#### [List of tasks]
**A.** According to the notes on the Eurasian world c. 1200, which religion helped generate cross-cultural linkages in Eastern Eurasia?
**B.** Pick up the notes on the Eurasian world c. 1200 after their last sentence and continue them.

Start of Selected passage

The Eurasian world c. 1200

 

This lecture was about the degree of Eurasian integration prior to the creation of the Mongol World Empire.

 

Some factors that facilitated Eurasian integration included those political foundations: the large, stable societies organised by the centralised imperial states of Outer Eurasia, eg. the Tang and Song empires in China (6th to 13th centuries), the Umayyad and Abbasid empires of the Islamic world (7th to 13th centuries) and the Byzantine Empire (4th to 13th centuries). These empires projected their power outward and incorporated many different peoples within their reach. They also provided the foundation for the cultural and commercial activities that reached beyond their borders. Also there were economic foundations, linking Asia to Europe, ie. The Silk Roads. These were the overland trade networks linking East Asia and the eastern Mediterranean region via the silk roads, and the maritime trade networks of the Indian Ocean basin. There were also religious and cultural foundations. The three great world religions that spread through much of Eurasia during this period: Christianity helped generate cross-cultural linkages in Western Eurasia, Buddhism in Eastern Eurasia and Islam in central Eurasia.

End of Selected passage
Start of Extracted material

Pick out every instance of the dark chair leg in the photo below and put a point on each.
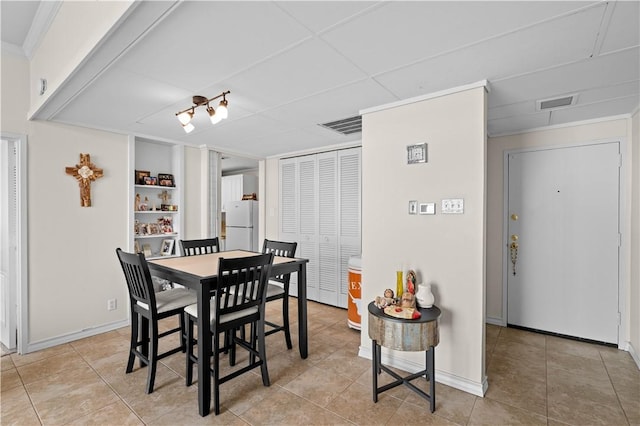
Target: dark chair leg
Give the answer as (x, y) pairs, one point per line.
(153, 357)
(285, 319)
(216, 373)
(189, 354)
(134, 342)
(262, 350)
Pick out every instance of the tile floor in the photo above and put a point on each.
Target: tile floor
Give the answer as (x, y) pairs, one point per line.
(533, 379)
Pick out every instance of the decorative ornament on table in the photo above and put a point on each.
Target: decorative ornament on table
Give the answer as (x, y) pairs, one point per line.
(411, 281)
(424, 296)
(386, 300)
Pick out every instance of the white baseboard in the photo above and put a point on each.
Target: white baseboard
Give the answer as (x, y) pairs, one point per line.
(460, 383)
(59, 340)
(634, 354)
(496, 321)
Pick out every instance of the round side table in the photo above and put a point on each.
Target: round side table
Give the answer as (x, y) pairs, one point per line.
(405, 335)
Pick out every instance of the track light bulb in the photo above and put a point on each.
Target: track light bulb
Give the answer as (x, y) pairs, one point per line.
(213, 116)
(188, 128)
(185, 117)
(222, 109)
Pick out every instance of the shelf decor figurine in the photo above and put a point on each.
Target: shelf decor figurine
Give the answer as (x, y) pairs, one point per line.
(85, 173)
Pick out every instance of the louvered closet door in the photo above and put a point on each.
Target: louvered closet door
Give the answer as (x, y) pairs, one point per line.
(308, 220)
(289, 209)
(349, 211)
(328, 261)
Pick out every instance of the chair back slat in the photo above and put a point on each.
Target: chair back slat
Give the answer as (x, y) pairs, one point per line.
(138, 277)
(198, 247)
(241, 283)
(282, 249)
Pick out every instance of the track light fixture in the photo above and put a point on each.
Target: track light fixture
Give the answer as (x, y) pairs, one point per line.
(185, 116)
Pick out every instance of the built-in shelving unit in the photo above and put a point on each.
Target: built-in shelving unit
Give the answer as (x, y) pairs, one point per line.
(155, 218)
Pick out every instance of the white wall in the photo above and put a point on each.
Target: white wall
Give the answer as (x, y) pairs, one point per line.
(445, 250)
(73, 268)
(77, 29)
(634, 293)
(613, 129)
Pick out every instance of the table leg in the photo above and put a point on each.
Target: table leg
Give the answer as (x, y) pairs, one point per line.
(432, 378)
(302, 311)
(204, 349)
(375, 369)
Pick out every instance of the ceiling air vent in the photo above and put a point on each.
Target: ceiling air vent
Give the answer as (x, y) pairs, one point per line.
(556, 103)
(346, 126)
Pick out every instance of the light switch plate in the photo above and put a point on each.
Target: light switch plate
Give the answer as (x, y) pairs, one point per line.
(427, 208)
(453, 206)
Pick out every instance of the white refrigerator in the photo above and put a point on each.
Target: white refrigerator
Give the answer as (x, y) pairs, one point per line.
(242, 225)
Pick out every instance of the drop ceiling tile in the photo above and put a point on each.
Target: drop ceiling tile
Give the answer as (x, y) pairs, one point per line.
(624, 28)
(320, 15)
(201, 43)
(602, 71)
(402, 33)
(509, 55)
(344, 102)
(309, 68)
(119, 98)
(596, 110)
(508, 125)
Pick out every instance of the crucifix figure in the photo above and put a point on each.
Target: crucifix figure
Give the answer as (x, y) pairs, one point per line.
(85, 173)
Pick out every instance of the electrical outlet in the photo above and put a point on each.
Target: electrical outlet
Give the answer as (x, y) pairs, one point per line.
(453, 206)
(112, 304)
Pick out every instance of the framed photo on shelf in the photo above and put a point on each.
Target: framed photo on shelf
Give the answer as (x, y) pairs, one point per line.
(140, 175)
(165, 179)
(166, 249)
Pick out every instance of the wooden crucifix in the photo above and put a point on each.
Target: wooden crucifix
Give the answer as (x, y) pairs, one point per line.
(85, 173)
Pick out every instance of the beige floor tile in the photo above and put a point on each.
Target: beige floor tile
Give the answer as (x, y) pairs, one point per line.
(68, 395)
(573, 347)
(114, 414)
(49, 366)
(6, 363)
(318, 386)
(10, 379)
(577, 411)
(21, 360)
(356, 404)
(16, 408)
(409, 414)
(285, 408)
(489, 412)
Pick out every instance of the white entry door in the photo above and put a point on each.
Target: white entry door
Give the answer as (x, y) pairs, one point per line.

End of Extracted material

#### [Written responses]
**A.** Buddhism

**B.**
 

There were three regions of integration (The Three Circuits):

 

The Networks of Exchange:

Major cities:

China: Chang'an (Xian), Quanzhou, Guangzhou,

Srivajaya (Southeast Asia): Palembang, Malacca

India: Calicut

Middle East: Aden, Baghdad, Alexandria

Europe: Constantinople, Venice, Genoa

 

Activity came to be directed at production for the market, and thus lives became affected by developments far beyond the locality. Champa rice was drought-resistant and early-ripening and thus was actively distributed throughout the chinese empire to increase productivity. There was food and commercial crops spread by Arabs, such as rice, sugarcane, hard wheat, bananas, lemons, limes, mango, watermelon, spinach, egg plant and cotton. The gradual linking together of regions across Eurasia produced an integration of the disease pool. Smallpox, measles, cholera and plague were among diseases that travelled these trade routes. The initial impact of the spread of these diseases was population decline, but gradually populations developed immunities, so that by around 1200 we can talk of shared immunities across much of Eurasia. The Atlantic and Pacific regions hadn't encountered these diseases however, thus they had a devastating and dramatic impact.

 

There were however, limits to Integration. Despite these aspects of commercial, cultural and biological integration, many things were not exchanged, and much was still to be learned by people in one part of Eurasia about peoples and cultures in other parts.